(Extracted data entries)
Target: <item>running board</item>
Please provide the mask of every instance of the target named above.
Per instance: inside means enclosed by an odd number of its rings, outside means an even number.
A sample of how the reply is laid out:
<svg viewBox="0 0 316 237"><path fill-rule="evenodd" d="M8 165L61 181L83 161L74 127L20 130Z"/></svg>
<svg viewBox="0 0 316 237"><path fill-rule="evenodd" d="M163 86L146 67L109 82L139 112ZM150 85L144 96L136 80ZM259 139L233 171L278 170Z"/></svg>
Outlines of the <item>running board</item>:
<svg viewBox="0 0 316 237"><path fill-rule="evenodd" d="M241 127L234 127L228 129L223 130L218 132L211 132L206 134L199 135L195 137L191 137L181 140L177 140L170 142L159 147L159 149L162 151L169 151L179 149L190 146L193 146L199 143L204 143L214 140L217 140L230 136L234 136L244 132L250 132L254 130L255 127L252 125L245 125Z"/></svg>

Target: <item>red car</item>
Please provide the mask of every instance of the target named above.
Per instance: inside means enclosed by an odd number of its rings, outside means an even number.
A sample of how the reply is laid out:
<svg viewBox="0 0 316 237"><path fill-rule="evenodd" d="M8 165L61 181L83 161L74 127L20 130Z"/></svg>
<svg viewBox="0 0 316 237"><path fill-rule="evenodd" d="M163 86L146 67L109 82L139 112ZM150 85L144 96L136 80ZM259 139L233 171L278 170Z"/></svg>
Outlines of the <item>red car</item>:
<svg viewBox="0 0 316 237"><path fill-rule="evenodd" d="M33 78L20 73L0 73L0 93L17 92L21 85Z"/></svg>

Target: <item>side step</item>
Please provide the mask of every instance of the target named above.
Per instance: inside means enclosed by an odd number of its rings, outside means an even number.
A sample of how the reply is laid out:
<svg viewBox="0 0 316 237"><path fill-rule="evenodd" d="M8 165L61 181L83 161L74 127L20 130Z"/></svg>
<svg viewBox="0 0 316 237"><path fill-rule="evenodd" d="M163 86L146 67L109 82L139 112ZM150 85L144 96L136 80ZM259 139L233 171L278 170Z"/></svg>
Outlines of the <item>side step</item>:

__Requirements__
Please update the data above by changing "every instance" to "each instance" wherever it appears, keeping everything else the same.

__Final result__
Target: <item>running board</item>
Please provide the mask of each instance of the target named above.
Per instance: inside means enclosed by an odd number of its rings, outside means an even number.
A sample of how the reply is laid out:
<svg viewBox="0 0 316 237"><path fill-rule="evenodd" d="M8 165L61 181L83 161L74 127L20 130Z"/></svg>
<svg viewBox="0 0 316 237"><path fill-rule="evenodd" d="M163 86L146 67L109 82L139 112ZM150 85L144 96L136 80ZM259 139L233 171L278 170Z"/></svg>
Outlines of the <item>running board</item>:
<svg viewBox="0 0 316 237"><path fill-rule="evenodd" d="M241 127L234 127L228 129L223 130L218 132L211 132L206 134L199 135L195 137L191 137L181 140L177 140L170 142L159 147L159 149L162 151L169 151L179 149L190 146L193 146L199 143L204 143L214 140L217 140L230 136L234 136L244 132L250 132L254 130L255 127L252 125L245 125Z"/></svg>

Target: <item>red car</item>
Please provide the mask of each instance of the target named above.
Per instance: inside means enclosed by an odd number of its rings, outside means an even number.
A sample of how the reply is laid out:
<svg viewBox="0 0 316 237"><path fill-rule="evenodd" d="M8 165L61 181L83 161L74 127L20 130Z"/></svg>
<svg viewBox="0 0 316 237"><path fill-rule="evenodd" d="M163 86L146 67L109 82L139 112ZM150 85L144 96L136 80ZM259 139L233 171L278 170Z"/></svg>
Outlines of the <item>red car</item>:
<svg viewBox="0 0 316 237"><path fill-rule="evenodd" d="M33 78L20 73L0 73L0 93L17 92L21 85Z"/></svg>

Target: <item>side step</item>
Please provide the mask of each instance of the target named above.
Per instance: inside means enclosed by an odd number of its rings, outside means an even number.
A sample of how the reply is laid out:
<svg viewBox="0 0 316 237"><path fill-rule="evenodd" d="M8 165L61 181L83 161L74 127L20 130Z"/></svg>
<svg viewBox="0 0 316 237"><path fill-rule="evenodd" d="M163 86L146 67L109 82L139 112ZM150 85L144 96L136 80ZM259 139L233 171L278 170Z"/></svg>
Outlines of the <item>side step</item>:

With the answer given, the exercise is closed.